» **TASK STATEMENT**
The answer must be an exact copy of every entry, with no pictures in it.

» **RECORD EXCERPTS**
_ _ _ _
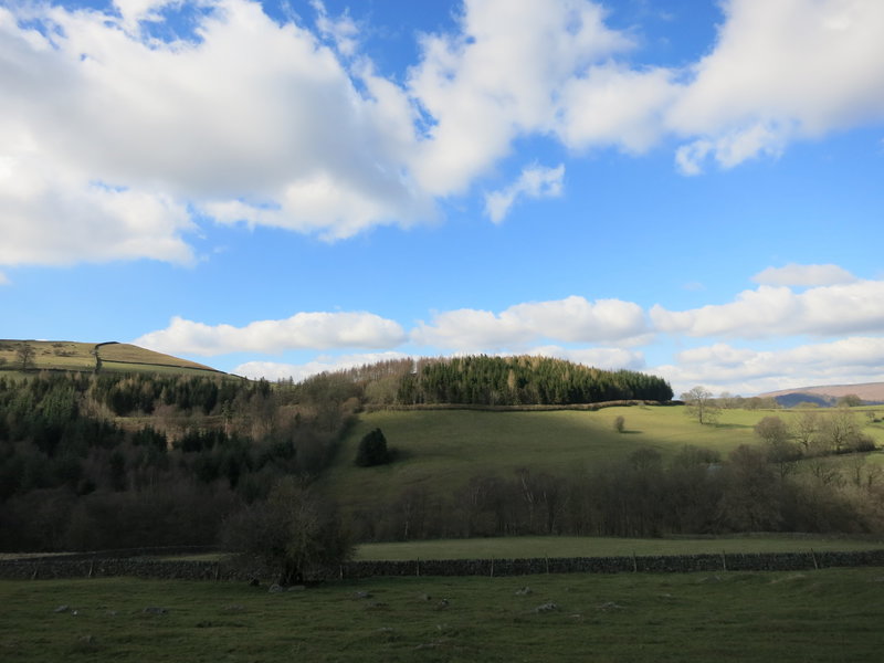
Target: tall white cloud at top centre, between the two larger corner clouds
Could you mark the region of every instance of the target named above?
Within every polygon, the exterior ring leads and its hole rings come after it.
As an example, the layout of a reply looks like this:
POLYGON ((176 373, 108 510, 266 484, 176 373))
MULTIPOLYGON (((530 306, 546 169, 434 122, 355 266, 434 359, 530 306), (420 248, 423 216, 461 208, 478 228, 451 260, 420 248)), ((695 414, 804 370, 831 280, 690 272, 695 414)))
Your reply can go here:
MULTIPOLYGON (((411 161, 434 194, 463 192, 520 135, 557 125, 558 97, 583 70, 633 46, 581 0, 464 3, 460 31, 425 35, 408 82, 432 123, 411 161)), ((591 113, 591 109, 586 112, 591 113)))

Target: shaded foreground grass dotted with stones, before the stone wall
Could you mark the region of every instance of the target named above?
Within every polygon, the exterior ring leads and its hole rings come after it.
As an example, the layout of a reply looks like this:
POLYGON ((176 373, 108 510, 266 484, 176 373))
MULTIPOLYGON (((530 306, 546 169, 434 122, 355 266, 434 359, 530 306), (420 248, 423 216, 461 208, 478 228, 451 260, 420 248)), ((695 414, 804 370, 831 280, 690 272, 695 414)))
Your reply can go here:
POLYGON ((0 581, 4 662, 881 657, 884 569, 244 583, 0 581), (66 609, 63 609, 66 607, 66 609))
_ _ _ _
» **RESULT OF THE TASK**
Target: tall white cloud at top centre, between the two larger corner clouds
Could you mark the region of every instance of the target named above?
Within every polygon, the exterior ring leads and its hole rings come after it.
As an example, the layout of a reply looks like this:
POLYGON ((176 373, 108 510, 266 484, 176 373))
MULTIPOLYGON (((530 306, 546 169, 434 122, 355 266, 434 359, 530 306), (420 248, 423 216, 461 208, 478 228, 451 260, 420 248)), ((695 414, 804 370, 831 280, 690 272, 695 414)))
Your reply can go here:
MULTIPOLYGON (((411 161, 434 194, 463 192, 520 135, 557 125, 558 97, 583 70, 633 46, 581 0, 464 3, 460 31, 425 35, 408 82, 432 123, 411 161)), ((591 113, 591 109, 586 112, 591 113)))

Target: shaded foreground grass dotted with stones, before the stone wall
Could you mark the region of every instance of the target named above?
Within every polygon, the exterior ring leads and its hole rings come after it.
As an example, the layout of a reply looks like this:
POLYGON ((176 373, 108 510, 266 484, 176 373))
MULTIPOLYGON (((530 306, 546 169, 434 122, 355 266, 434 359, 530 306), (420 248, 423 216, 461 208, 478 228, 451 260, 420 248)), ((695 414, 804 370, 831 280, 690 272, 695 414)))
Your reply can go here:
POLYGON ((0 581, 4 662, 881 657, 884 569, 244 583, 0 581), (66 609, 63 609, 66 607, 66 609))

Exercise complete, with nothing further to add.